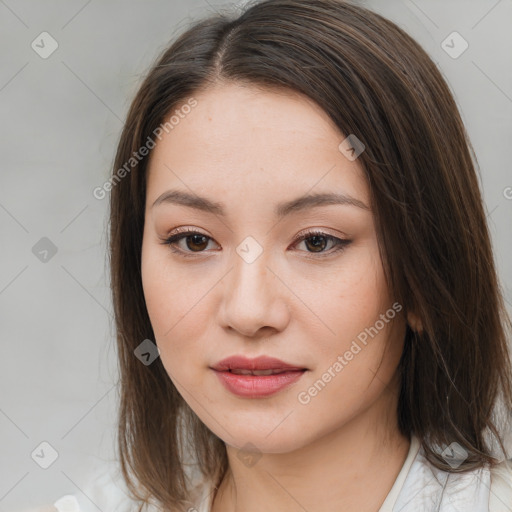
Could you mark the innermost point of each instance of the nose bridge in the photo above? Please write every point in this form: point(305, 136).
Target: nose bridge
point(251, 300)
point(250, 276)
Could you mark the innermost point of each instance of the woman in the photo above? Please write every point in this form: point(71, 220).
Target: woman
point(307, 306)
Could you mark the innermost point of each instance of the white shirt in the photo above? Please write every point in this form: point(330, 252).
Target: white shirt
point(419, 487)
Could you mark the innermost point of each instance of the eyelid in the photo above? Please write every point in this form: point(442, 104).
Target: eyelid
point(174, 236)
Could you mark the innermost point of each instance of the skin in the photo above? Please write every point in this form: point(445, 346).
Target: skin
point(250, 149)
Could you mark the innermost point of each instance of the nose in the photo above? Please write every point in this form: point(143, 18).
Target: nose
point(254, 301)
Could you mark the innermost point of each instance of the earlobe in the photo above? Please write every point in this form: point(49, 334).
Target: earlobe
point(414, 322)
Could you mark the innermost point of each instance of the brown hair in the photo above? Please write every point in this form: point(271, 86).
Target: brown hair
point(376, 82)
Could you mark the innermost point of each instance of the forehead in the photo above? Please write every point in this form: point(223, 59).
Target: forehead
point(248, 139)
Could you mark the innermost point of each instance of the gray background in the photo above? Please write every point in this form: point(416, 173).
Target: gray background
point(61, 118)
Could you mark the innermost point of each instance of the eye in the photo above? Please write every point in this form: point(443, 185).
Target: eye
point(196, 242)
point(317, 240)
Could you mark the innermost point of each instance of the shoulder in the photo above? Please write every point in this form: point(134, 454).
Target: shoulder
point(500, 499)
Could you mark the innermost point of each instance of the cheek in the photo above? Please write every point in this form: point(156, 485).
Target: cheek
point(176, 308)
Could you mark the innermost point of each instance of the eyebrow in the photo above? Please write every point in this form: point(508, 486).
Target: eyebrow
point(282, 209)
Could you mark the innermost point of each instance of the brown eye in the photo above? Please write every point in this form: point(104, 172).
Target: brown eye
point(195, 242)
point(317, 241)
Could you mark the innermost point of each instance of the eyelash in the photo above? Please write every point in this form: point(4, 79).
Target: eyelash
point(340, 243)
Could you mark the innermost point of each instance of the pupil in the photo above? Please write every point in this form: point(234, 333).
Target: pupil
point(316, 243)
point(195, 238)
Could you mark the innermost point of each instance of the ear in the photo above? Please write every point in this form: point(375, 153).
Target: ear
point(414, 322)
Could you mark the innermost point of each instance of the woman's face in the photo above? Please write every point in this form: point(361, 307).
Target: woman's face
point(252, 280)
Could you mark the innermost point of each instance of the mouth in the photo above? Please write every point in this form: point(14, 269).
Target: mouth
point(240, 371)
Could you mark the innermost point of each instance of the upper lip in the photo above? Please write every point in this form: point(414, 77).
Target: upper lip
point(238, 362)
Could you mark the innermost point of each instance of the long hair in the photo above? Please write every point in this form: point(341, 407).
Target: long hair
point(376, 82)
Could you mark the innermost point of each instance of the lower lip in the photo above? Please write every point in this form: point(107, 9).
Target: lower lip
point(254, 386)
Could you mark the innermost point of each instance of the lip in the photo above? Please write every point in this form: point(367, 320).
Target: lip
point(256, 386)
point(258, 363)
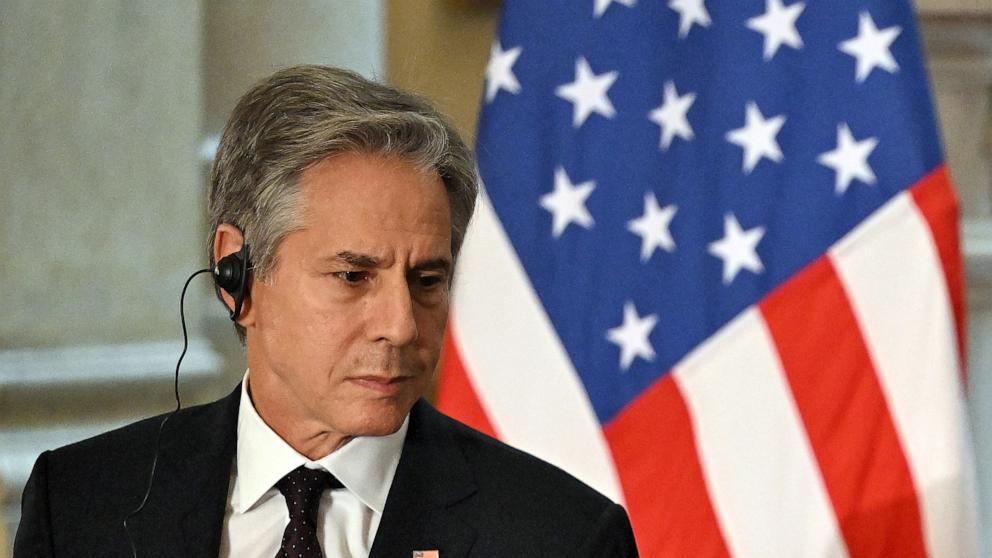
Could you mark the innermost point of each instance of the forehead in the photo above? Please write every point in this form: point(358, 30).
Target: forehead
point(370, 198)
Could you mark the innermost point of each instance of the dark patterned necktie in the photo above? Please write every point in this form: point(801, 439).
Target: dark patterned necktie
point(302, 488)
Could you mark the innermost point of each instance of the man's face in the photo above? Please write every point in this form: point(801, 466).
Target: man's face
point(345, 333)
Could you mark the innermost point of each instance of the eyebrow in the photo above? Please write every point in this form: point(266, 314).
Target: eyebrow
point(355, 259)
point(366, 261)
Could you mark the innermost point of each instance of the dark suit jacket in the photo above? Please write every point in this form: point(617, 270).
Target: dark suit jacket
point(455, 490)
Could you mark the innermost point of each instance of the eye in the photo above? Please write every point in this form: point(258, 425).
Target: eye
point(352, 277)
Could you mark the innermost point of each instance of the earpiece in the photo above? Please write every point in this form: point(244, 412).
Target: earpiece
point(231, 274)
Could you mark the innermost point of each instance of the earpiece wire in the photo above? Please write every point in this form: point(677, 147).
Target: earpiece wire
point(161, 426)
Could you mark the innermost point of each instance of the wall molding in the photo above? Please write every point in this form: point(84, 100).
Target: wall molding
point(98, 364)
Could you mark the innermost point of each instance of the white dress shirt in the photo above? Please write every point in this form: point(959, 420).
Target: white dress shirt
point(348, 518)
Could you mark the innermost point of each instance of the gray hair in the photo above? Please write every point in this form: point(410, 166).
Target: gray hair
point(301, 115)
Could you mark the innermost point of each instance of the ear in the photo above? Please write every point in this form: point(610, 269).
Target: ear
point(228, 240)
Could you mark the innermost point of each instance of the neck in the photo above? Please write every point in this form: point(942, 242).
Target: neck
point(308, 437)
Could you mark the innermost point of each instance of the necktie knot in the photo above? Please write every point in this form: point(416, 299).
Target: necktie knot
point(302, 488)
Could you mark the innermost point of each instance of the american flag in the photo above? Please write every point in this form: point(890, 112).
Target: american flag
point(716, 274)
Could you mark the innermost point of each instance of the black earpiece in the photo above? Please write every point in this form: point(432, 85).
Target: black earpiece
point(231, 274)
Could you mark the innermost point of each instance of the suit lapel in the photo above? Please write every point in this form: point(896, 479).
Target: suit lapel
point(185, 509)
point(432, 476)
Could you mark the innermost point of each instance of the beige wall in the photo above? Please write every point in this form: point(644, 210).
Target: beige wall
point(439, 49)
point(100, 125)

————————

> TASK DETAILS: Would you output all of the entries above exactly, keeping the pictures out?

> ANSWER BOX:
Could you mark the innermost point of each instance of the nose bridge in the photo above? Please write every point in this form: point(305, 136).
Target: nose bridge
point(251, 300)
point(250, 276)
Could you mark the innermost point of each instance of the woman in the photo above? Please write every point in this form: point(71, 220).
Target: woman
point(307, 306)
Could you mark the innermost point of each instance of the white shirt in the photo above? Please write every point in this form: point(330, 252).
Target: white shirt
point(419, 487)
Could you mark the innermost point of each instance of the eyelid in the photo above? Please write every point in this form: point(442, 104).
Target: eyelid
point(174, 236)
Could you mark the innermost point of each instance of the skin in the photo above? Please write every point in this form: point(445, 346).
Target: skin
point(250, 149)
Could you mark the innermost point of each instance of the nose in the photo above? Please write every point in this form: point(143, 18).
Target: nose
point(254, 301)
Could you mark the innermost point of each instance of the earlobe in the photo above? Please write every point in this form: point(49, 334).
Target: earlobe
point(414, 322)
Could you mark the innermost point of each instance of the brown hair in the photo above? Please write every point in this form: point(271, 86).
Target: brown hair
point(376, 82)
Could you mark the innermost point of each instance of the forehead in the photo above? Please write every point in this form: point(223, 59).
Target: forehead
point(248, 139)
Could you mark the innermost point of each instance of the gray background in the photo above? Please write every point in this form: point(416, 173).
Target: gray background
point(61, 118)
Could you mark the innermost point of each instance of the eye in the photo above? Please write every point in this form: point(443, 185).
Target: eye
point(196, 242)
point(317, 240)
Could you mark the innermost point of each instance of the shoulder in the photo above? Please write every point in this form: point(134, 454).
Target: shoulder
point(500, 499)
Could you mark the innermost point of each instance of the cheek in the photo above? Please write every point in this form: point(156, 485).
Target: cheek
point(176, 308)
Could you mark the innermost point of each instance of the eyebrow in the photo above? Please write every point in this form: point(508, 486).
Target: eyebrow
point(282, 209)
Could you mark the innermost point of each instance of the brown eye in the photo above? Please write every point in this form: point(104, 172).
Target: brown eye
point(195, 242)
point(317, 241)
Could you mark the innermost point of each instance of the eyelash in the photo above? Please write every point in this form: point(4, 79).
Target: eyelash
point(340, 243)
Could you mark the innermost point of each instance of the pupil in the photo above? Please write every point in this form: point(234, 333).
Target: pupil
point(316, 243)
point(195, 238)
Could you mark the innermost point of each instance of the ear in the photo above? Please write every point in this form: point(375, 153).
Target: ear
point(414, 322)
Could you mark the innermost point of each instance of the woman's face in the photo above? Please write every point in this form: point(361, 307).
Target: woman's face
point(252, 280)
Could you mark the innermost point of each instance of the mouth in the photo above? Please write every point in this form: point(14, 269).
Target: mouth
point(240, 371)
Could you mark the innermost point of each instance of the upper lip in the photo above? Please write every point in this form: point(414, 77).
Target: upper lip
point(238, 362)
Could you mark the innermost point of each instance of the long hair in the photo above? Please write every point in this form: point(341, 407).
Target: long hair
point(376, 82)
Could you mark the innermost point of each instance of the lower lip in the photo above? Please write every point in this form: point(107, 9).
Target: lower lip
point(254, 386)
Could you mark the innermost point of each instance of the lip in the photo above? Please write every point in this form: point(367, 320).
Target: lip
point(256, 386)
point(258, 363)
Could you mark the innermost point of each instance of the forehead in the photo above? Please write every point in this form: point(358, 30).
Target: forehead
point(370, 198)
Could you mark the innermost point of each instance of the dark patterned necktie in the photo above? Please write every point in this form: point(801, 439).
Target: dark patterned necktie
point(302, 488)
Could you mark the innermost point of each instance of the man's face in the photo above? Please write every point in this form: point(801, 466).
Target: man's face
point(345, 333)
Could you mark the innermost point of each instance of the eyebrow in the photo above? Please write every point in this form: point(266, 314).
Target: eyebrow
point(355, 259)
point(366, 261)
Could you mark the innermost point of each instance of the dark suit jacket in the photo above? Please write every point in this form: point(617, 270).
Target: dark suit jacket
point(455, 490)
Could you mark the innermost point of each instance of the eye in the photo above? Please write every point in this form: point(258, 425).
Target: eye
point(352, 277)
Could you mark the innermost point of each instance of the earpiece in the photo above? Please write every point in this form: point(244, 412).
Target: earpiece
point(231, 274)
Could you mark the innermost point of each instance of the earpiece wire in the photo above? Please write every point in this form: point(677, 147).
Target: earpiece wire
point(161, 426)
Could you mark the innermost point of each instance of the wall molding in the photo above? Please write every point in this form: point(84, 100).
Target: wall molding
point(98, 364)
Could you mark the innermost point of each instance of the white dress shirt in the photo above? Please write every point in this form: point(959, 420).
Target: white dress shirt
point(348, 518)
Could you mark the innermost point of each instance of the gray hair in the photo above? Please write every point in this form: point(410, 166).
Target: gray hair
point(301, 115)
Could you mark the innermost point of each instance of the ear in the photo above? Please write every point in this form: point(610, 269).
Target: ear
point(228, 240)
Could you mark the innermost point of each instance of the neck in the photo above? Please write every point in this form: point(942, 242).
Target: neck
point(308, 437)
Could you mark the innermost point of each instance of the necktie knot in the photo above? Please write every point in this form: point(416, 299).
Target: necktie knot
point(302, 488)
Could you mark the innermost point of each instance of the american flag in the photo above? Please write every point in this form: point(890, 112).
Target: american flag
point(716, 274)
Could you mark the innermost point of each instance of the black earpiece in the photo above? Please write every point in this form: point(432, 85).
Target: black earpiece
point(231, 274)
Could you mark the innermost point of each instance of the suit lapel in the photo above? Please write every point in this form: point(896, 479).
Target: suit lapel
point(185, 509)
point(432, 476)
Could you mark the innermost point of each instance of the beige wall in the photo above? Please write every point in this form: point(644, 210).
Target: beige wall
point(439, 49)
point(100, 125)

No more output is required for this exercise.